**Instruction:**
Each record needs to be echoed exactly; can you do that?

**Data excerpts:**
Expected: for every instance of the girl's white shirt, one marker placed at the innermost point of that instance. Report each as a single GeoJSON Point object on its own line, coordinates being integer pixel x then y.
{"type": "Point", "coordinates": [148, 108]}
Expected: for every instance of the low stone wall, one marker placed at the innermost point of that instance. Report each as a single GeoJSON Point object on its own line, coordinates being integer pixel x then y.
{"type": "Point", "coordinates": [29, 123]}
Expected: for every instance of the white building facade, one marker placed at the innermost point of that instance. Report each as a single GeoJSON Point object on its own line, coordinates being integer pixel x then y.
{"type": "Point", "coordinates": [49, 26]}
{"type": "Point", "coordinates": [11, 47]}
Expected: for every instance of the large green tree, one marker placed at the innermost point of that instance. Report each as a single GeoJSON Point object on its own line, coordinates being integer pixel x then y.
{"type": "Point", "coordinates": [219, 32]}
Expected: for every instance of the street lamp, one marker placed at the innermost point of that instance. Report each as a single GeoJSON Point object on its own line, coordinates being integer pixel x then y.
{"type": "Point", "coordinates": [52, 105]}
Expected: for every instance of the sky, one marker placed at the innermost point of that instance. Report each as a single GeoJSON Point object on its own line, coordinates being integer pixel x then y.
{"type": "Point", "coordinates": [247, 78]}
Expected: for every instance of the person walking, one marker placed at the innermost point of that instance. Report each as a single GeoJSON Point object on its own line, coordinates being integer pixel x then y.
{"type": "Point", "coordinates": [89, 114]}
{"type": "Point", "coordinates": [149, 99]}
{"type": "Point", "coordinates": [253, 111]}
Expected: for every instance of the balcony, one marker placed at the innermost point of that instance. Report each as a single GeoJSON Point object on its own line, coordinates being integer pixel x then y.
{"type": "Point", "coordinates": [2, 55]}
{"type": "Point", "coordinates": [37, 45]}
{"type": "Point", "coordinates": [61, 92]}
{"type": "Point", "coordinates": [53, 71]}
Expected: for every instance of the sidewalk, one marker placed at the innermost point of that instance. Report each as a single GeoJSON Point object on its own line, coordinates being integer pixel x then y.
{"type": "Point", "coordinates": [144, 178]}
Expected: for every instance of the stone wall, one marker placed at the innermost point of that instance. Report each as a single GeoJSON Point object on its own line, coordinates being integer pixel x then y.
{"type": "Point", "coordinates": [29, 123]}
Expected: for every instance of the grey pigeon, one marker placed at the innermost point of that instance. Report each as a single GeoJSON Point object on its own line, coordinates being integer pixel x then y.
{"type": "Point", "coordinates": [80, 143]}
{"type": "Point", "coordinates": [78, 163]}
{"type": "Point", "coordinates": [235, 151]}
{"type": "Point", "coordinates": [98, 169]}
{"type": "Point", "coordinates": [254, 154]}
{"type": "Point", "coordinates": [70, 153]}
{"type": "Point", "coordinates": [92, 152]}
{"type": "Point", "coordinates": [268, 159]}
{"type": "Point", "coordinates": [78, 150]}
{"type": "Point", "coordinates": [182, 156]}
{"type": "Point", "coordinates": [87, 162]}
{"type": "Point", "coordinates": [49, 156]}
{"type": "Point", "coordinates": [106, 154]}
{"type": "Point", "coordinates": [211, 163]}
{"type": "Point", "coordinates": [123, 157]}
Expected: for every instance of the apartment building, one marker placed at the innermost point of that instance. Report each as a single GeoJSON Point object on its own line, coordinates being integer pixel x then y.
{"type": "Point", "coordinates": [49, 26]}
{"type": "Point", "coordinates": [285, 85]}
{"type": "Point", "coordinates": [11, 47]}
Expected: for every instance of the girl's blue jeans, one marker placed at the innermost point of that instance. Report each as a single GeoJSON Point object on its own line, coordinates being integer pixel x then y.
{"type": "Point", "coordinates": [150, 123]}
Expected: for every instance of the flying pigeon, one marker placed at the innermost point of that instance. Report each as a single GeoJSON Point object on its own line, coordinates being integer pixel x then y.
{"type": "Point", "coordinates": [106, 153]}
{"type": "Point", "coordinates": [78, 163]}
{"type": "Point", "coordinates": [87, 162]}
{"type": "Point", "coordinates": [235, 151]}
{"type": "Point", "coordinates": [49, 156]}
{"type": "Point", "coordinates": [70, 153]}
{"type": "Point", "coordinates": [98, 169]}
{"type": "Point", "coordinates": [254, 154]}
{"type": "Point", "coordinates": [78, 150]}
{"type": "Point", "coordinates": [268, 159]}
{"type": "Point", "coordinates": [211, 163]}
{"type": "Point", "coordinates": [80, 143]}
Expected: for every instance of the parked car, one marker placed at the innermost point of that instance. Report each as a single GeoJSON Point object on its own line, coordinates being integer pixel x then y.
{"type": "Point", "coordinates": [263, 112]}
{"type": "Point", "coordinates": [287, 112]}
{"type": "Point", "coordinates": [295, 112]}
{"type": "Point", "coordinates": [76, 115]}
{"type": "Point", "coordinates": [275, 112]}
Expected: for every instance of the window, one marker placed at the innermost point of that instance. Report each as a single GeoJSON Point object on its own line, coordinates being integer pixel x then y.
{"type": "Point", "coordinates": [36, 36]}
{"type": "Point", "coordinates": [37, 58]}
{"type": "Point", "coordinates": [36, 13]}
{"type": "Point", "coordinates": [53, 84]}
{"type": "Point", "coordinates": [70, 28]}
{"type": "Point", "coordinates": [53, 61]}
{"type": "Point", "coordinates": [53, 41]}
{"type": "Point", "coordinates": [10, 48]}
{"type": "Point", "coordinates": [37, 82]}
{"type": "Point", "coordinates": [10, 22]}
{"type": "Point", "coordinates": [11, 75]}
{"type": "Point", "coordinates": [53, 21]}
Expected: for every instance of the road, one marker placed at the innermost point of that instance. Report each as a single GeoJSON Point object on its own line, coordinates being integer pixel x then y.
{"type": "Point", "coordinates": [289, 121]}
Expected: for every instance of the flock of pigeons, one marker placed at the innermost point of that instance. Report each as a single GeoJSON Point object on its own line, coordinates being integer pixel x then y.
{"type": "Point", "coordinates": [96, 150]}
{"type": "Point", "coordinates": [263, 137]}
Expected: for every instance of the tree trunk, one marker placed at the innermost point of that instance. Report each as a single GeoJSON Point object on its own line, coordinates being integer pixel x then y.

**Task answer:**
Expected: for every instance of the girl's white shirt, one marker placed at the innermost point of that instance. Report each as a single GeoJSON Point object on its own line, coordinates being integer pixel x then y.
{"type": "Point", "coordinates": [148, 108]}
Expected: for every instance of the low stone wall, one marker placed at the innermost point of that instance. Report each as a single GeoJSON Point object on its own line, coordinates being integer pixel x then y.
{"type": "Point", "coordinates": [29, 123]}
Expected: for every instance of the white building facade, one marker placed at the innermost point of that instance. Report each as a single GeoJSON Point object on its own line, coordinates being integer pixel x then y.
{"type": "Point", "coordinates": [49, 26]}
{"type": "Point", "coordinates": [11, 47]}
Expected: for every instance of the large green tree, one marker placed at the innermost point of that instance. Report each as a single GeoJSON Point object on its own line, coordinates being integer pixel x then y.
{"type": "Point", "coordinates": [219, 32]}
Expected: for every instance of the street lamp, one marker placed at the innermost point of that instance. Report each as a single GeoJSON Point object on its own line, coordinates being integer pixel x then y.
{"type": "Point", "coordinates": [52, 105]}
Expected: for every instance of the sky, one marker placed at the innermost point of that instance. Report each as a single GeoJSON Point object on its own line, coordinates being integer pixel x then y.
{"type": "Point", "coordinates": [247, 78]}
Expected: for every instance of the person walking, one marker placed at the innermost point of that instance. Report each as a single GeoJSON Point object on its own line, coordinates being integer pixel x then y.
{"type": "Point", "coordinates": [89, 114]}
{"type": "Point", "coordinates": [149, 99]}
{"type": "Point", "coordinates": [253, 111]}
Expected: for every instance of the balcony, one marker placed at the innermost point of that instance. Report each as a single GeoJSON Point object on its own line, coordinates being integer pixel x then y.
{"type": "Point", "coordinates": [2, 55]}
{"type": "Point", "coordinates": [37, 45]}
{"type": "Point", "coordinates": [61, 92]}
{"type": "Point", "coordinates": [53, 71]}
Expected: for every instance of the sidewalk, one marker placed at the innermost point of that instance. Report each as a single GeoJSON Point object on its own line, coordinates being integer pixel x then y.
{"type": "Point", "coordinates": [144, 178]}
Expected: for every instance of the stone wall, one marker placed at the innermost point of that instance. Report each as a single GeoJSON Point object on its own line, coordinates being integer pixel x then y.
{"type": "Point", "coordinates": [29, 123]}
Expected: for every instance of the grey pigeon, one marker placed at the innermost point of that instance. Report each as a single GeoJSON Point object on its own line, coordinates being integer pixel x then y.
{"type": "Point", "coordinates": [80, 143]}
{"type": "Point", "coordinates": [78, 163]}
{"type": "Point", "coordinates": [235, 151]}
{"type": "Point", "coordinates": [98, 169]}
{"type": "Point", "coordinates": [254, 154]}
{"type": "Point", "coordinates": [70, 153]}
{"type": "Point", "coordinates": [92, 152]}
{"type": "Point", "coordinates": [268, 159]}
{"type": "Point", "coordinates": [78, 150]}
{"type": "Point", "coordinates": [182, 156]}
{"type": "Point", "coordinates": [87, 162]}
{"type": "Point", "coordinates": [49, 156]}
{"type": "Point", "coordinates": [106, 154]}
{"type": "Point", "coordinates": [211, 163]}
{"type": "Point", "coordinates": [123, 157]}
Expected: for every instance of the apartment building, one marker placed at the innermost point of that instance. Report each as a single GeoJSON Point object on its own line, coordinates being integer pixel x then y.
{"type": "Point", "coordinates": [49, 26]}
{"type": "Point", "coordinates": [285, 85]}
{"type": "Point", "coordinates": [11, 47]}
Expected: for every instance of the girl's blue jeans, one marker placed at the innermost point of that instance. Report each as a single GeoJSON Point object on its own line, coordinates being integer pixel x then y.
{"type": "Point", "coordinates": [150, 123]}
Expected: for every instance of the flying pigeon, one marker placed at the innermost point of that instance. Report each as a single GeoJSON Point object on its own line, coordinates being integer pixel x then y.
{"type": "Point", "coordinates": [106, 153]}
{"type": "Point", "coordinates": [78, 163]}
{"type": "Point", "coordinates": [87, 162]}
{"type": "Point", "coordinates": [235, 151]}
{"type": "Point", "coordinates": [49, 156]}
{"type": "Point", "coordinates": [70, 153]}
{"type": "Point", "coordinates": [98, 169]}
{"type": "Point", "coordinates": [254, 154]}
{"type": "Point", "coordinates": [78, 150]}
{"type": "Point", "coordinates": [268, 159]}
{"type": "Point", "coordinates": [211, 163]}
{"type": "Point", "coordinates": [80, 143]}
Expected: for every instance of the parked car, one marker placed at the innermost point of that instance. Report each as a single GeoJSON Point object on its own line, coordinates being integer pixel x then y.
{"type": "Point", "coordinates": [263, 112]}
{"type": "Point", "coordinates": [287, 112]}
{"type": "Point", "coordinates": [295, 112]}
{"type": "Point", "coordinates": [76, 115]}
{"type": "Point", "coordinates": [275, 112]}
Expected: for every instance of the window, one marker placed at the innermost point of that instance. Report each as a single GeoJSON Point object on its own line, coordinates being integer pixel x then y.
{"type": "Point", "coordinates": [36, 36]}
{"type": "Point", "coordinates": [37, 58]}
{"type": "Point", "coordinates": [36, 13]}
{"type": "Point", "coordinates": [53, 84]}
{"type": "Point", "coordinates": [70, 28]}
{"type": "Point", "coordinates": [53, 61]}
{"type": "Point", "coordinates": [53, 41]}
{"type": "Point", "coordinates": [10, 48]}
{"type": "Point", "coordinates": [37, 82]}
{"type": "Point", "coordinates": [10, 22]}
{"type": "Point", "coordinates": [11, 75]}
{"type": "Point", "coordinates": [53, 21]}
Expected: for every instance of the road, one marker placed at the innermost point of that instance. Report each as a single GeoJSON Point object on its own line, coordinates being integer pixel x then y.
{"type": "Point", "coordinates": [289, 121]}
Expected: for every instance of the flock of pigeons, one marker placed at the innermost point of that instance. Report each as a single GeoJSON Point object on its own line, coordinates being integer pixel x then y.
{"type": "Point", "coordinates": [96, 150]}
{"type": "Point", "coordinates": [263, 137]}
Expected: for every instance of the tree trunk, one marker placed at the innermost point of that instance. Report each as a single GeoJSON Point object on its own line, coordinates being integer pixel x then y.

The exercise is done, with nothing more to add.